- _SUPPLIED TEXT_:

I was very disappointed with the results of Poirot’s bomb attack on Chinatown.
–Captain Arthur Hastings in Agatha Christie’s The Big Four
If you ask people for their choice for Agatha Christie’s worst mystery, a great many of them, I suspect, would give the nod to some octogenarian folly from late in the author’s career, likely the highly confused (and confusing) Passenger to Frankfurt (1970) or Postern of Fate (1973). Yet others might give the golden raspberry to the fourth Hercule Poirot “novel”: The Big Four (1927). Christie herself was hard on her fourth big Poirot mystery, referring to it bluntly and derisively fifteen years later as “that rotten book.” However, I myself believe that if you can read The Big Four with the context of its time and place in mind and judge it on its own terms, the book is not actually that bad.

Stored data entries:
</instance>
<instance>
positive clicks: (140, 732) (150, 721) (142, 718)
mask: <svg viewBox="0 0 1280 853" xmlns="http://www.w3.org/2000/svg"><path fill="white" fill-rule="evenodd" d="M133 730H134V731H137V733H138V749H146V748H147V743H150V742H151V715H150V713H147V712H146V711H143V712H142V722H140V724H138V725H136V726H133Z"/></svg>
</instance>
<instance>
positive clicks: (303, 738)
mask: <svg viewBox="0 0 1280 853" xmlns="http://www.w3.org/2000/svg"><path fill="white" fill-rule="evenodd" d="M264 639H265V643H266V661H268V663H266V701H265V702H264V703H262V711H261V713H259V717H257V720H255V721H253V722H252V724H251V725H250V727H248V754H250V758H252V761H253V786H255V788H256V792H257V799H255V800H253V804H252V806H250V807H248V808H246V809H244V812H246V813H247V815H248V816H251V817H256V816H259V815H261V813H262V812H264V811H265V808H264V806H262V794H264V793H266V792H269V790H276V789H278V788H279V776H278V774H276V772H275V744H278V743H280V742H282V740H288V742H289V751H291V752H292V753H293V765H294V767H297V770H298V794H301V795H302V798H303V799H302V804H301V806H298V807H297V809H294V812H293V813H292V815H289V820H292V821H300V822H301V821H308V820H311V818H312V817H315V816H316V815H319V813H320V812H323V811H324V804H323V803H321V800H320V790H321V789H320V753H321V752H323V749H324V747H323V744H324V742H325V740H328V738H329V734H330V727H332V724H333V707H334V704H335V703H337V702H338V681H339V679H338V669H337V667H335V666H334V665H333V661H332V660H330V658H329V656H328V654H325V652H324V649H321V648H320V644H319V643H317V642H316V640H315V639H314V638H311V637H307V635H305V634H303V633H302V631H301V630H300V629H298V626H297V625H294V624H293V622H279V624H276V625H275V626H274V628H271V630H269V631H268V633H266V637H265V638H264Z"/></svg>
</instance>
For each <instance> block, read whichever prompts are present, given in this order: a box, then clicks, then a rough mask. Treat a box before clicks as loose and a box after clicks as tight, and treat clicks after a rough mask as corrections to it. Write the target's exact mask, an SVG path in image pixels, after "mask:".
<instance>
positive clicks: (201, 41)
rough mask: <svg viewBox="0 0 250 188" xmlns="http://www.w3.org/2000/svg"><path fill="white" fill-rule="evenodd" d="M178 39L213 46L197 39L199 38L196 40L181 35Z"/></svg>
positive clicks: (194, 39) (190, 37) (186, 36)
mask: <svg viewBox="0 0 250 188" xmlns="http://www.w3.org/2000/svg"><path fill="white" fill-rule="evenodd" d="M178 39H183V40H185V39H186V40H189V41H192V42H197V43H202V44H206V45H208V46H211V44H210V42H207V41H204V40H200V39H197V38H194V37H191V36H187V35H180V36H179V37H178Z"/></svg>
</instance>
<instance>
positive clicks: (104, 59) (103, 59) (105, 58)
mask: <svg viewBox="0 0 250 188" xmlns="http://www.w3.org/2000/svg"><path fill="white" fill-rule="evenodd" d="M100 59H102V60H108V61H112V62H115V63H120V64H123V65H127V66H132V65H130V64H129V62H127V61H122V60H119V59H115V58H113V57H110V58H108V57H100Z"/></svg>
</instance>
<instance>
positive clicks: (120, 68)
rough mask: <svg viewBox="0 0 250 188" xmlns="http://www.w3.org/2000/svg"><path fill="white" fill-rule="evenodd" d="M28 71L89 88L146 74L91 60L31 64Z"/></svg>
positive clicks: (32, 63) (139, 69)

- _EXERCISE SET_:
**a)** Summarize the essay on Christie's The Big Four in two sentences.
**b)** Write a continuation of the essay on Christie's The Big Four, starting after its final sentence.

- _YOUR RESPONSES_:
**a)** Many readers asked for Agatha Christie's worst mystery might pick a late work such as Passenger to Frankfurt (1970) or Postern of Fate (1973), while others might choose the fourth Hercule Poirot novel, The Big Four (1927), which Christie herself later called "that rotten book." The essay argues that if The Big Four is read with its time and place in mind and judged on its own terms, it is not actually that bad.

**b)**
I put the word novel in asterisks above because The Big Four, like Agatha Christie’s Tommy and Tuppence saga Partners in Crime (1929), is really a collection of loosely integrated short stories, which in the case of The Big Four were originally published a century ago in England in The Sketch over the period January-March 1924. Up to this time that brilliant Belgian detective Monsieur Poirot had appeared in only two novels, The Mysterious Affair at Styles (1920) and Murder on the Links (1923), but he also had graced twenty-five previous short stories in The Sketch, published over the period March-October 1923. Eleven stories from this latter group would appear in book form in Poirot Investigates in 1924. Christie did not actually publish another Poirot novel until 1926, with The Murder of Roger Ackroyd. Instead, there came two non-series mystery thrillers, The Man in the Brown Suit (1924) and The Secret of Chimneys (1925).
The Big Four was first published in England in January 1927, about eight months after the publication of The Murder of Roger Ackroyd and just a few weeks after Agatha Christie’s strange disappearance and reappearance, which for a brief time became a newspaper sensation. Probably The Big Four would not have been published as a novel at all had Christie not been utterly demoralized by the collapse of her marriage with Archie Christie and the death of her believed mother. It was Archie’s brother, Campbell Christie, who suggested to his sister-in-law, who felt unable to write anything new at the time, that she turn to the stories as the source for a new Poirot novel. He also helped her to pull them together into a (semi) coherent whole.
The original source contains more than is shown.